Un été algérien

Le farniente dans lequel se délecte l’Algérie d’en bas n’est guère perturbé par l’activité débordante de l’Algérie d’en haut. Vu de la plage, Bagdad, Londres et Charm el-Cheikh semblent être sur une autre planète.

Publié le 1 août 2005 Lecture : 8 minutes.

Dès les premières lueurs du jour, les 1 200 kilomètres de côte sont pris d’assaut. Pas un seul centimètre carré de sable blond n’échappe aux millions d’estivants qui s’entassent, le mot n’est pas trop fort, sur les plages algériennes. La loi de finances complémentaire adoptée en Conseil des ministres le 16 juillet ? Ni la sensible augmentation du budget d’équipement, qui passe de 10 milliards à 15 milliards de dollars, ni la levée de l’interdiction d’importation des boissons alcoolisées, acquise en décembre 2003 par les députés islamistes, ne passionnent l’opinion. Idem pour les élections partielles en Kabylie prévues à la rentrée. Londres et Charm el-Cheikh semblent être sur une autre planète.

Données fournies>
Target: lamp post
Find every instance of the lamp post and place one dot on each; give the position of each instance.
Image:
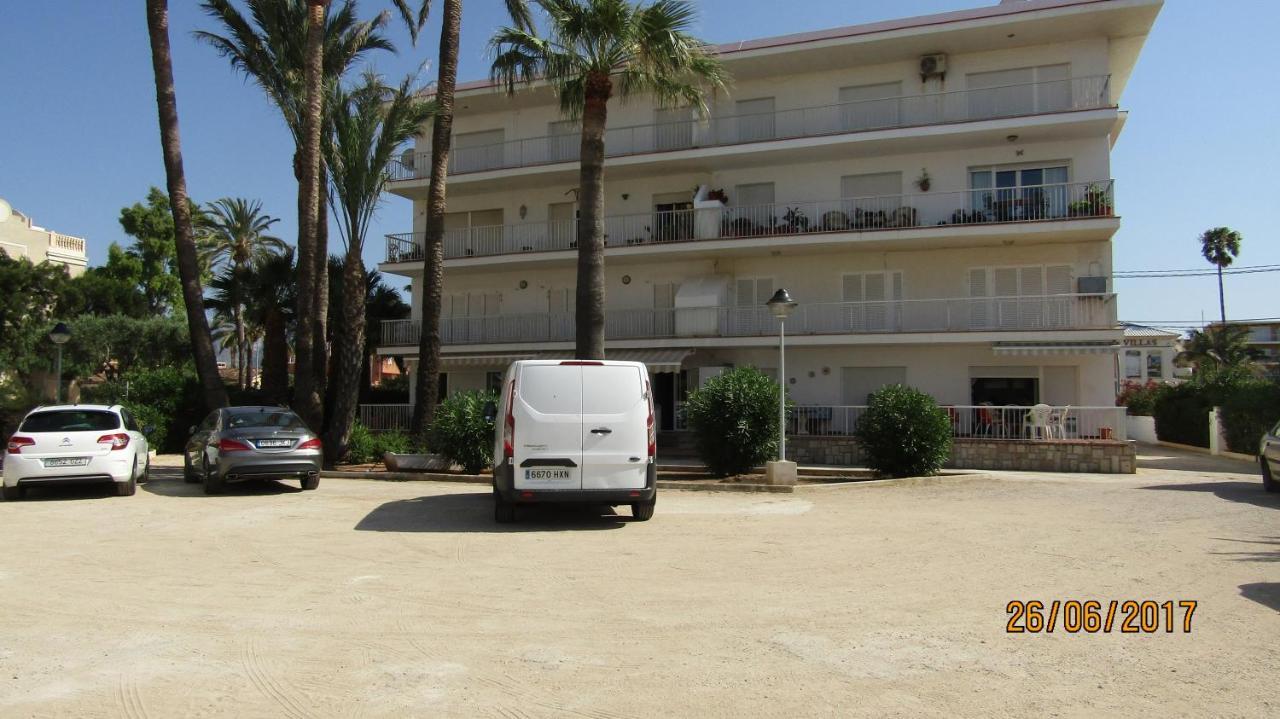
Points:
(59, 335)
(781, 305)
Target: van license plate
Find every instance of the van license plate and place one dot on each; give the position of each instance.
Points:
(547, 474)
(67, 462)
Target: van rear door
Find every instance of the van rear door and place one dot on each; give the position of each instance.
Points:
(615, 431)
(548, 426)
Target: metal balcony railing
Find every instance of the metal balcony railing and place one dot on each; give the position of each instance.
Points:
(1080, 200)
(909, 110)
(983, 314)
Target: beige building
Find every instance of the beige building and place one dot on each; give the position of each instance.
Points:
(21, 237)
(936, 192)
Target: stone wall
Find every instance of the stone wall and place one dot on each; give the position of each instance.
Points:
(1051, 456)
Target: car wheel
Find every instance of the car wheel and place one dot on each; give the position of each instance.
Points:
(1269, 482)
(643, 511)
(213, 482)
(503, 512)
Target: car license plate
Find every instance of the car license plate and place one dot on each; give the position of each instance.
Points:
(67, 462)
(547, 474)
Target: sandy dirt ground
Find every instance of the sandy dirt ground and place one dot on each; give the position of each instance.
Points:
(403, 599)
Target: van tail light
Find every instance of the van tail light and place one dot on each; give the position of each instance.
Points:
(508, 424)
(232, 445)
(118, 440)
(652, 427)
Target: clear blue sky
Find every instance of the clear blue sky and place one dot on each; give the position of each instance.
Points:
(78, 134)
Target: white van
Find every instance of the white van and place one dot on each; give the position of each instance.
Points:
(575, 430)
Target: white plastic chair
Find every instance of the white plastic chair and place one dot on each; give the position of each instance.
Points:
(1037, 422)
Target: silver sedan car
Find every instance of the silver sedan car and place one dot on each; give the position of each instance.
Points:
(252, 443)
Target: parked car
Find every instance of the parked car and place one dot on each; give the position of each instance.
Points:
(1269, 458)
(76, 444)
(251, 443)
(579, 431)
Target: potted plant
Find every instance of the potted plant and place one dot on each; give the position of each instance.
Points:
(924, 181)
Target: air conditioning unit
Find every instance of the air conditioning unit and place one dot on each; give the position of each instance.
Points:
(1092, 285)
(933, 65)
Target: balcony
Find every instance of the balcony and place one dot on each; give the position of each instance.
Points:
(956, 315)
(721, 131)
(1069, 201)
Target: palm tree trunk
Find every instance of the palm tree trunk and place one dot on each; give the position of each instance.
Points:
(306, 394)
(1221, 294)
(426, 394)
(188, 264)
(351, 349)
(590, 223)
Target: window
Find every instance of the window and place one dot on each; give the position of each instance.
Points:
(755, 119)
(859, 383)
(1155, 365)
(868, 106)
(673, 129)
(1133, 363)
(1023, 91)
(476, 151)
(563, 141)
(1011, 193)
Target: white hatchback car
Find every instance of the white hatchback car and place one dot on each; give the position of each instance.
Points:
(76, 444)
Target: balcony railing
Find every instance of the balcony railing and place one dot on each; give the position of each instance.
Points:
(986, 314)
(909, 110)
(1080, 200)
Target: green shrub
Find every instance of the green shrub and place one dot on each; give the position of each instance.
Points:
(1139, 398)
(1248, 412)
(169, 399)
(366, 447)
(735, 421)
(904, 433)
(461, 433)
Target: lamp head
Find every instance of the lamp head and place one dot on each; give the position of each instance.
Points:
(781, 303)
(59, 334)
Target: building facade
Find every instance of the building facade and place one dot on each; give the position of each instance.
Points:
(21, 237)
(936, 192)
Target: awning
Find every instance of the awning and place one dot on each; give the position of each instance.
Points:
(658, 360)
(1050, 348)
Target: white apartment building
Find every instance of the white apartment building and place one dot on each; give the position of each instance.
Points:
(21, 237)
(936, 192)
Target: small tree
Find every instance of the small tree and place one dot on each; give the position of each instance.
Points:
(904, 433)
(461, 431)
(735, 421)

Consignes>
• 1. Pouvez-vous résumer le texte sur l'été algérien en deux phrases ?
• 2. Pourriez-vous prolonger le texte sur l'été algérien à partir de sa dernière phrase ?

Réponses>
• 1. Dès l'aube, des millions d'estivants s'entassent sur les 1 200 kilomètres de côte algérienne, et leur farniente n'est guère perturbé par l'activité de l'Algérie d'en haut. Ni la loi de finances complémentaire adoptée le 16 juillet, qui porte le budget d'équipement de 10 à 15 milliards de dollars et lève l'interdiction d'importer des boissons alcoolisées, ni les élections partielles prévues en Kabylie à la rentrée ne passionnent l'opinion.

• 2.
Seul le rapt et l’assassinat des deux diplomates algériens à Bagdad ont sorti, pour un court moment, la population de sa léthargie. La revendication du kidnapping par al-Qaïda fi bilad Rafidain (al-Qaïda en Mésopotamie, du Jordanien Abou Moussab al-Zarqaoui) a accéléré la résignation des Algériens. Ils se sont vite faits à l’idée que le chargé d’affaires Ali Belaroussi et son collaborateur Azzedine Belkadi étaient perdus s’ils étaient tombés entre les mains d’un « GIA irakien ». Les GIA ? Ce sont ces groupes islamistes armés dont les opérations durant la décennie ont coûté la vie à plus de 100 000 personnes, mortes dans des conditions atroces pour une cause des plus floues.
La période estivale est une aubaine pour la presse indépendante. Toutefois, l’augmentation des ventes est inversement proportionnelle à l’intérêt de son lectorat pour l’actualité politique ou économique. On achète les journaux pour les mots croisés ou pour suivre les transferts de joueurs entre les clubs de football de l’élite. Illustration de l’engouement des Algériens pour le sport-roi : la reprise de l’entraînement de l’équipe de l’Entente a drainé 30 000 Sétifiens au stade du 8-Mai-1945. Précision : ce 18 juillet à 16 heures, la température flirtait avec les 40 degrés.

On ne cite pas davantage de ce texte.